Reproduce in full, word for word, the passage on the stone-age origins of sacred geometry.

Selected passage
'''

The prehistory of sacred geometry was the late stone age, when the stone circles, dolmens, and long alignments to astronomical events on the horizon, used megaliths (large stones) in geometrical ways. Their geometries served their quest to understand the heavens, without telescopes or arithmetic, by using counted time periods as geometrical lines, squares and circles. Geometry, supplemented by the days counted between alignment events, was therefore a prelude to sacred and then secular geometry.

By developing early geometrical methods, they forged an enduring cultural norm lasting millennia, as part (or not) of the more-familiar aspect of the neolithic, innovating an agricultural pastoralism, that could support settlements, cities and, only then, the great civilizations of the middle and far east. It was civilization that generated our earliest written histories; these still powering our historical context and leading the basic notion of economic progress and territorial expansion, as superior to all that went before.

'''

Given information
'''

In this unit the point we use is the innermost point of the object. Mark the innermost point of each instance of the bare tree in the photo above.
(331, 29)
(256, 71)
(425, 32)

'''

Answer to this problem
The prehistory of sacred geometry was the late stone age, when the stone circles, dolmens, and long alignments to astronomical events on the horizon, used megaliths (large stones) in geometrical ways. Their geometries served their quest to understand the heavens, without telescopes or arithmetic, by using counted time periods as geometrical lines, squares and circles. Geometry, supplemented by the days counted between alignment events, was therefore a prelude to sacred and then secular geometry.

By developing early geometrical methods, they forged an enduring cultural norm lasting millennia, as part (or not) of the more-familiar aspect of the neolithic, innovating an agricultural pastoralism, that could support settlements, cities and, only then, the great civilizations of the middle and far east. It was civilization that generated our earliest written histories; these still powering our historical context and leading the basic notion of economic progress and territorial expansion, as superior to all that went before.